8 ağustos'ta 55 yaşımı tamamladım. 55 yıl önce doğduğum dakikalarda çağlayan'daki istanbul adliyesi'nde "devrimci karargah" duruşmasını izliyordum.
heyetteki hakimlerden birisi bir gün önceki duruşmada, izleyiciler sanıkların savunmalarını alkışladıkları için "kapalı oturum yapma" kararı almıştı. dolayısıyla duruşmayı "bianet basın kartı"mla izleyebildim.
sanıklar, jandarmalar, polisler, avukatlar ve mahkeme heyetiyle başbaşa, birlikteydik.
sıkıntılı bir duruşmaydı; hepimiz bence bir mahkemenin seyri sırasında olmaması gereken yanlışlar ve hukuk ihlallerine dair konuşmaları dinledik.
bir yandan da bu davadan yargılanan ve 2 ağustos'ta doğum gününü kutladığım necdet öztürk için verilecek olası bir tahliye kararının heyecanını da yaşıyor, umutla bekliyorduk.
arada arkasını dönen necdet'le göz göze geliyor, birbirimize gülümsüyorduk. işaretle doğum günümü kutladı, tahliye olmayı artık ummadığından olmalı, akşam bir kadeh de onun yerine içmemi istedi. "ben cezaevinde senin için saz çalıp, çay içeceğim" dedi. ben ise itiraz ettim, "çıkacaksın ve birlikte rakı içeceğiz" dedim, mimik ve jest diliyle.

━━━

Alıştırmanın Amacı: Duruşma anlatısının "heyetteki hakimlerden birisi" ifadesinden "heyetiyle başbaşa, birlikteydik." ifadesine kadar uzanan kısmını, "jandarmalar" yerine "güvenlik görevlileri" koyarak güncelleyiniz ve yeniden yazınız. Satırlar, duruşma anlatısıyla herhangi bir bağlantı taşımamaktadır.

━━━

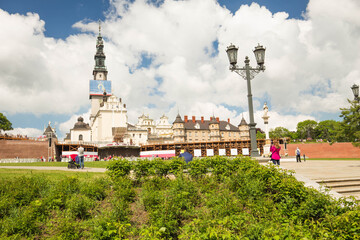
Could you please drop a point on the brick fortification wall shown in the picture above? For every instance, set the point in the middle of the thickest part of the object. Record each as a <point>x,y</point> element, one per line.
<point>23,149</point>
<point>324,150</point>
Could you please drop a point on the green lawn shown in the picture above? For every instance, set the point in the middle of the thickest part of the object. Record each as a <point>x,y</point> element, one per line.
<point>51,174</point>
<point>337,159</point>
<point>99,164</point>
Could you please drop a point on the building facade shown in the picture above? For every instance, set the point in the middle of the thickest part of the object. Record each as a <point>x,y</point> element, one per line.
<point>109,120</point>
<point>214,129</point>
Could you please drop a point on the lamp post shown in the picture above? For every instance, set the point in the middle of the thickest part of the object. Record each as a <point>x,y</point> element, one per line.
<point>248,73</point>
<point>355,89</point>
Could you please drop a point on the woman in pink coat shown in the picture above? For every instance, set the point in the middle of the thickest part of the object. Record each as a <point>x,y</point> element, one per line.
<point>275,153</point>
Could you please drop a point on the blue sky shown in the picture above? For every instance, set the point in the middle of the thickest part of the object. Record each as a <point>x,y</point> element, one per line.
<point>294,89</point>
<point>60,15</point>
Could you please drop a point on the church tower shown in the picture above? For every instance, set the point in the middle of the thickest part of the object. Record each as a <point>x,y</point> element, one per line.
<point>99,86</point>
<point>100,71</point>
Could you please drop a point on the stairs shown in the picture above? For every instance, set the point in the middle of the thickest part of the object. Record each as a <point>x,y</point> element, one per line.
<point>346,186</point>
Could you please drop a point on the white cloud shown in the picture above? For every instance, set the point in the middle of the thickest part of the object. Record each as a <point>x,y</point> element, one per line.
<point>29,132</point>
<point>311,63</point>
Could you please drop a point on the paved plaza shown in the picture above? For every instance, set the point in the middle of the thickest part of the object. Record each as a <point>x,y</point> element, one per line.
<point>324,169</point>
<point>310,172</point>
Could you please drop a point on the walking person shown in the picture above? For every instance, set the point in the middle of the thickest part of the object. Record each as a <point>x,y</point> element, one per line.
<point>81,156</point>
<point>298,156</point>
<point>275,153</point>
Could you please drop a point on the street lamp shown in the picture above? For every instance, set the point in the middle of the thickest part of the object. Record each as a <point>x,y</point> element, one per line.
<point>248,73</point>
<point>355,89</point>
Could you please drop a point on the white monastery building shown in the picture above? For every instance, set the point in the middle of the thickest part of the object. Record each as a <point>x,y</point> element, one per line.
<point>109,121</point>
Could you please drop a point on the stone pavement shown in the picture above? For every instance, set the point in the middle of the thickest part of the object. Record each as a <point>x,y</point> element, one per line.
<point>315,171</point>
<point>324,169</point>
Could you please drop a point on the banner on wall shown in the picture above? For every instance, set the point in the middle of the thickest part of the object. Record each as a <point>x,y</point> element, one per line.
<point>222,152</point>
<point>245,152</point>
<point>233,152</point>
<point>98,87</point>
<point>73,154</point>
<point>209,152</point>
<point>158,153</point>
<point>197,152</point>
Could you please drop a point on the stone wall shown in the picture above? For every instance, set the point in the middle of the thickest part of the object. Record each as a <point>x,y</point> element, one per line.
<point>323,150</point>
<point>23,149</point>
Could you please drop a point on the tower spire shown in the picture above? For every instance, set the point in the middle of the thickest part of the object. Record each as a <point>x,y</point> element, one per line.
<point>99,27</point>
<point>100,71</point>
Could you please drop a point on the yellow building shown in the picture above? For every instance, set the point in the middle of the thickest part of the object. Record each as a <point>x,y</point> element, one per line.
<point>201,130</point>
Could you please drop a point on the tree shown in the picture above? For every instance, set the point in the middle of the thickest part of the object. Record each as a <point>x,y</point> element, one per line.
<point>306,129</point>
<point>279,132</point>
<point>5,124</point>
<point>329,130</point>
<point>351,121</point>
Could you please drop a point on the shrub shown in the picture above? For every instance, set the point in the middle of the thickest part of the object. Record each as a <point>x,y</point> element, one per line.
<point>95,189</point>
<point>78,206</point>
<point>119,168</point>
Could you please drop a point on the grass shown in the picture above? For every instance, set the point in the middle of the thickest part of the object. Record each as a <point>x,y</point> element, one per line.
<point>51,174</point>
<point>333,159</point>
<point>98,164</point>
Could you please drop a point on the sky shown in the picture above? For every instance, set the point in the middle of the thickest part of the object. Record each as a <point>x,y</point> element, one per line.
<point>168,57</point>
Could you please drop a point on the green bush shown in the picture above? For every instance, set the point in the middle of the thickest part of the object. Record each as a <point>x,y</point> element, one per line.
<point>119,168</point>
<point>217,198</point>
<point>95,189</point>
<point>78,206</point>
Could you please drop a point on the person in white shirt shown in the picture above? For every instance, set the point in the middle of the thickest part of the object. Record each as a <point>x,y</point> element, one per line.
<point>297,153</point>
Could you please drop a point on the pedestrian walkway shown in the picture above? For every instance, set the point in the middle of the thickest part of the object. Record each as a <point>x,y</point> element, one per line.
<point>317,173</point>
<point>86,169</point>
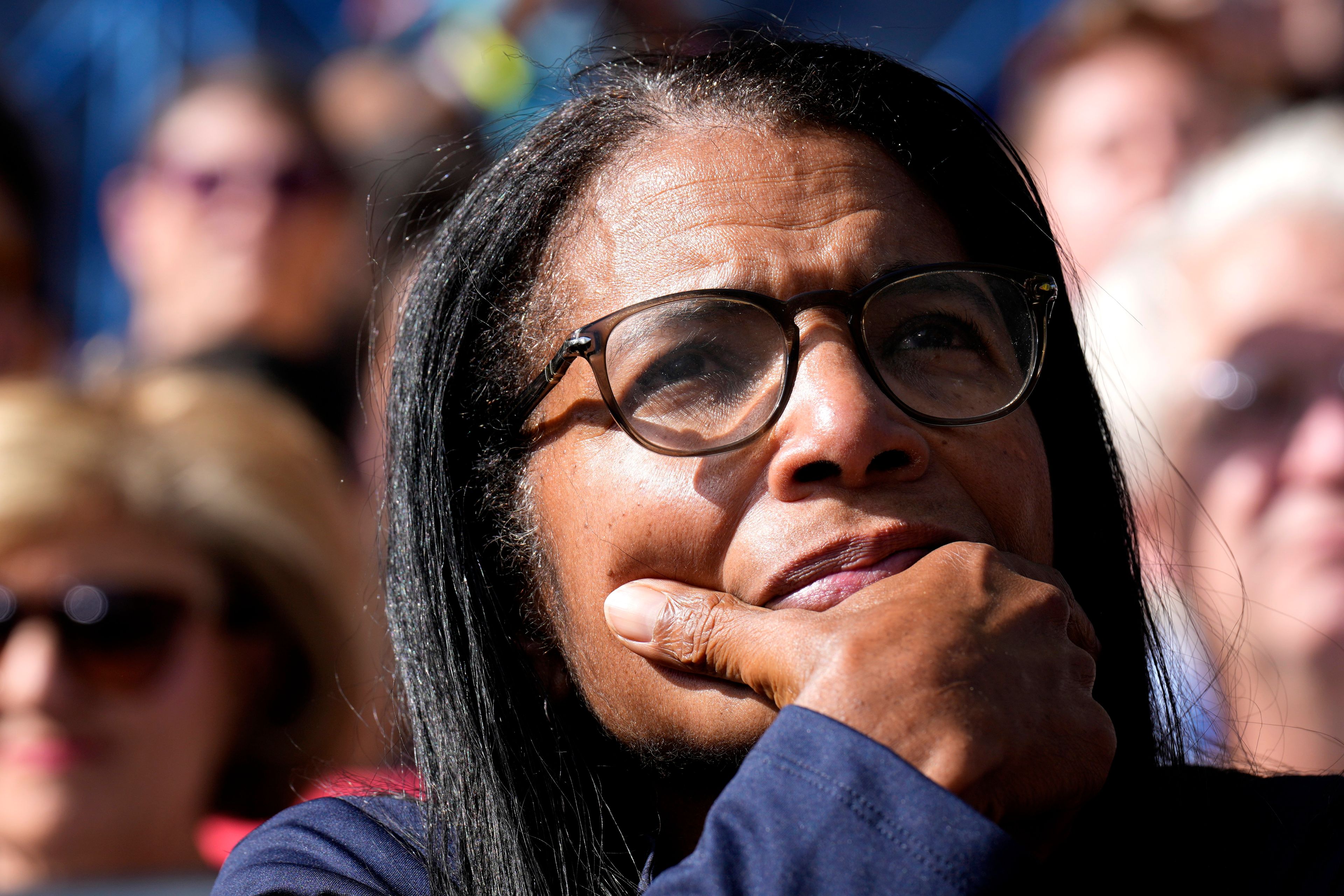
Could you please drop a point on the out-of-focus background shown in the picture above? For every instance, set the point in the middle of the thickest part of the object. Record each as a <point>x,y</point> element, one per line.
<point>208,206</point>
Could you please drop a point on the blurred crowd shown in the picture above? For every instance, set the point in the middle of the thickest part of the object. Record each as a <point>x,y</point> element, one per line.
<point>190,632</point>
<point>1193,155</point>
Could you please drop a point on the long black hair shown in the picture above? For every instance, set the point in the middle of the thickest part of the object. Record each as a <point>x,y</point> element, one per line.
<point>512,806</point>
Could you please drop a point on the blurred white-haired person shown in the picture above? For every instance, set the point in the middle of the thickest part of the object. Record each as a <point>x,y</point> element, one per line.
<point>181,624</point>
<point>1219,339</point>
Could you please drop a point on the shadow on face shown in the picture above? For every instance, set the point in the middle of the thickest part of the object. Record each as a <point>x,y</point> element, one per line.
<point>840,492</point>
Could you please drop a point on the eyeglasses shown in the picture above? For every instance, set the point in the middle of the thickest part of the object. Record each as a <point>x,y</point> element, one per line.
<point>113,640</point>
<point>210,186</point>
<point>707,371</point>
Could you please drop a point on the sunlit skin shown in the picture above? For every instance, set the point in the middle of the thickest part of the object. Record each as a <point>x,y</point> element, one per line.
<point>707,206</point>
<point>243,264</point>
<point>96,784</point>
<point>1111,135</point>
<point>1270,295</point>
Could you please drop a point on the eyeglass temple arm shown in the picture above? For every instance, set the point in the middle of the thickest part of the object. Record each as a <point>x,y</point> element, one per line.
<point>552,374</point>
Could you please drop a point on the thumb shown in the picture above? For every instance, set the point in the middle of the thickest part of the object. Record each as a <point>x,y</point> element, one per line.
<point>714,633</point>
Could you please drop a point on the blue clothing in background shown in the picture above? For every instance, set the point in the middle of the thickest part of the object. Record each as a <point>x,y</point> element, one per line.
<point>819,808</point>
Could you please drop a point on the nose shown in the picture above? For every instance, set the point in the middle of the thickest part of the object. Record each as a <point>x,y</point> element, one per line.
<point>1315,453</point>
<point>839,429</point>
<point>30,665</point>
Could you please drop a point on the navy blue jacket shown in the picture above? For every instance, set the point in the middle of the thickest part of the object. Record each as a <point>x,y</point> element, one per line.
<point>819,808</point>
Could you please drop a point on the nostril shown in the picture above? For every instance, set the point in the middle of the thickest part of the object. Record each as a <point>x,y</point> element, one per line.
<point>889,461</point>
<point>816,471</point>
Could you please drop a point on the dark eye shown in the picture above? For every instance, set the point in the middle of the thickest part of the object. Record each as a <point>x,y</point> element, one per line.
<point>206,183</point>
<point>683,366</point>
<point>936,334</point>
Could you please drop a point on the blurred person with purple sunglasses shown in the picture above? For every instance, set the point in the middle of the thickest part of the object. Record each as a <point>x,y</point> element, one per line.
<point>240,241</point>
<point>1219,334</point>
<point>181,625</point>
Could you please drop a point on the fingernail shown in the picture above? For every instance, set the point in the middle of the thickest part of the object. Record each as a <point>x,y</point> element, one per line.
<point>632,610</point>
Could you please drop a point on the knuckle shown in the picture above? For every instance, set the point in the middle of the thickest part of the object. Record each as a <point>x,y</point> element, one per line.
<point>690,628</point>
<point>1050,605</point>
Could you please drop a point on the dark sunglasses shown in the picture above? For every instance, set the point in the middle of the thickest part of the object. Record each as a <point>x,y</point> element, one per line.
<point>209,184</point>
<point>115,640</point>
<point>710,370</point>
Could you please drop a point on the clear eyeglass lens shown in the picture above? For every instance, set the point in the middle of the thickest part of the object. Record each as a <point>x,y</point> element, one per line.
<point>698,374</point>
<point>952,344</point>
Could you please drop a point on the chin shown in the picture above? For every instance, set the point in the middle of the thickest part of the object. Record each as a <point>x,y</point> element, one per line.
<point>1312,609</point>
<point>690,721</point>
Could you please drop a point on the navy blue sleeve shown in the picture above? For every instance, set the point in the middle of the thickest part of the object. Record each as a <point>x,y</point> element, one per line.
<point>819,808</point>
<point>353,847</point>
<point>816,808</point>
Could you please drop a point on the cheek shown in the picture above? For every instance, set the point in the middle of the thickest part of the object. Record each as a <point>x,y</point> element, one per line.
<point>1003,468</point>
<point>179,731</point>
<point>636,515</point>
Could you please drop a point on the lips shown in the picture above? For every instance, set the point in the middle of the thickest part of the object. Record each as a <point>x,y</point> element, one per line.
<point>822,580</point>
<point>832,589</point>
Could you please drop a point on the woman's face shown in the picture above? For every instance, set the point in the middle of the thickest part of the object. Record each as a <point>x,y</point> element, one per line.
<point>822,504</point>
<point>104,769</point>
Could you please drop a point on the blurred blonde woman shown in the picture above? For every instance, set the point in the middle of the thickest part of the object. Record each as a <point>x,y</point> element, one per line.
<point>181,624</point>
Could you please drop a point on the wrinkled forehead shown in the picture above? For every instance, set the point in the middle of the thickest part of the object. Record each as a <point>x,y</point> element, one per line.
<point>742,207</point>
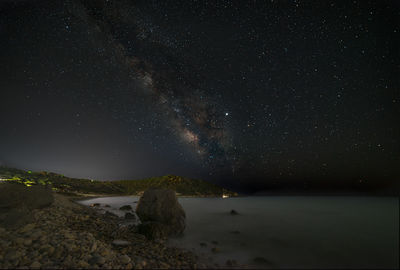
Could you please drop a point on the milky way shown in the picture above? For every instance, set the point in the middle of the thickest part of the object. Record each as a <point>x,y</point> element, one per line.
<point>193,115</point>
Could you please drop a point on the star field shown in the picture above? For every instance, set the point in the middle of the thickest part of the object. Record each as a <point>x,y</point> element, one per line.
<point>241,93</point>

━━━

Görevin Çözümü:
heyetteki hakimlerden birisi bir gün önceki duruşmada, izleyiciler sanıkların savunmalarını alkışladıkları için "kapalı oturum yapma" kararı almıştı. dolayısıyla duruşmayı "bianet basın kartı"mla izleyebildim.
sanıklar, güvenlik görevlileri, polisler, avukatlar ve mahkeme heyetiyle başbaşa, birlikteydik.